▶ [简短练习 1]
请把文档中从"其余则是第一部分的日志。"开始、到"创建job (接上文)"为止（含这一句）的部分照原文抄录下来。
▶ [简短练习 2]
根据文档，为 job 申请资源的请求，其调用链最后调用的是哪个函数？

▶ [文档]
════════════════════

其中endpoint为 collect 的是第二部分产生的日志,可以发现除最后一条记录外,时间间隔和轮询时间间隔是一致的。

其余则是第一部分的日志。

提交任务http 请求

按照不同的请求,依次说明其功能和函数调用链

  1. data/upload:
    提交job
    fate_flow_client.py -> fate_flow_server.py -> data_access_app_manager.py -> DAGScheduler.submit

  2. party/<job_id>//<party_id>/create:
    创建job (接上文)
    DAGScheduler.submit -> FederatedScheduler.create_job -> fate_flow_server.py -> party_app.py -> JobController.create_job

  3. party/<job_id>//<party_id>/resource/apply:
    为job申请资源
    DAGScheduler.schedule_waiting_jobs -> FederatedScheduler.resource_for_job -> fate_flow_server.py -> party_app.py -> ResourceManager.apply_for_job_resource

  4. party/<job_id>//<party_id>/start:
    start job
    DAGScheduler.schedule_waiting_jobs -> DAGScheduler.start_job -> FederatedScheduler.start_job(job=job) -> fate_flow_server.py -> party_app.py -> JobController.start_job

如下5-7 依次start task 并更新job状态
5. party/<job_id>/<component_name>/<task_id>/<task_version>//<party_id>/status/running:
更新task状态
DAGScheduler.schedule_running_job -> TaskScheduler.schedule -> TaskScheduler.start_task -> FederatedScheduler.sync_task_status -> fate_flow_server.py -> party_app.py -> JobController.update_job_status

  1. party/<job_id>/<component_name>/<task_id>/<task_version>//<party_id>/start:
    紧跟上述 FederatedScheduler.sync_task_status 操作之后,start task。

════════════════════

▶ [条目]
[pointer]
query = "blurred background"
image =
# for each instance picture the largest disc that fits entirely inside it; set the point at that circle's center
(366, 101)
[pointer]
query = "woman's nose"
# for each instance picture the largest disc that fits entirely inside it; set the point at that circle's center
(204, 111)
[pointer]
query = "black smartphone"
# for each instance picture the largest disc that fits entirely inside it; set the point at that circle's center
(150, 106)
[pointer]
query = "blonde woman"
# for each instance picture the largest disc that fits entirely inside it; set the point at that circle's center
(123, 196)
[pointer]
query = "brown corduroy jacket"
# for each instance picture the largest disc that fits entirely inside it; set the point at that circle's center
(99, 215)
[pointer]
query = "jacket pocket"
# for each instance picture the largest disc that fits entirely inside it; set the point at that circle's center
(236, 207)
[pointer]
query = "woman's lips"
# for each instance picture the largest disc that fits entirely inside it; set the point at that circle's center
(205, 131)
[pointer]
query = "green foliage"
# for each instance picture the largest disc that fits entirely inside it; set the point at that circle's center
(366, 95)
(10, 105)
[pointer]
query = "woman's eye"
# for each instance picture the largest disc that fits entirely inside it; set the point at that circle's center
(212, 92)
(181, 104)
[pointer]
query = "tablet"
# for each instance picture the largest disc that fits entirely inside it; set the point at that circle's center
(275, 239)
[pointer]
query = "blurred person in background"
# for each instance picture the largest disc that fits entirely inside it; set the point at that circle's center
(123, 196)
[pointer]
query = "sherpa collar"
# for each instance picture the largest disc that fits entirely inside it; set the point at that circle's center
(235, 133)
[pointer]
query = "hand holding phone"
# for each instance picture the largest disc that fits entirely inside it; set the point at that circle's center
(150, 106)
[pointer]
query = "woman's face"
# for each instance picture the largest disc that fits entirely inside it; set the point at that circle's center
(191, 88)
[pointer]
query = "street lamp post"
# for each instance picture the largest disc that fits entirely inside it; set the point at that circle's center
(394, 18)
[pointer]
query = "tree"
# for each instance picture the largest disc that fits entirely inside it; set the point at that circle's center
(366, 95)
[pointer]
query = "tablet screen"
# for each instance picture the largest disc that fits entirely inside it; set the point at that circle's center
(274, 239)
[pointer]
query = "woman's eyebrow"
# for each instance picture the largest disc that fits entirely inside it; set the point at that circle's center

════════════════════

▶ [正确答案 1]
其余则是第一部分的日志。

提交任务http 请求

按照不同的请求,依次说明其功能和函数调用链

  1. data/upload:
    提交job
    fate_flow_client.py -> fate_flow_server.py -> data_access_app_manager.py -> DAGScheduler.submit

  2. party/<job_id>//<party_id>/create:
    创建job (接上文)

▶ [正确答案 2]
ResourceManager.apply_for_job_resource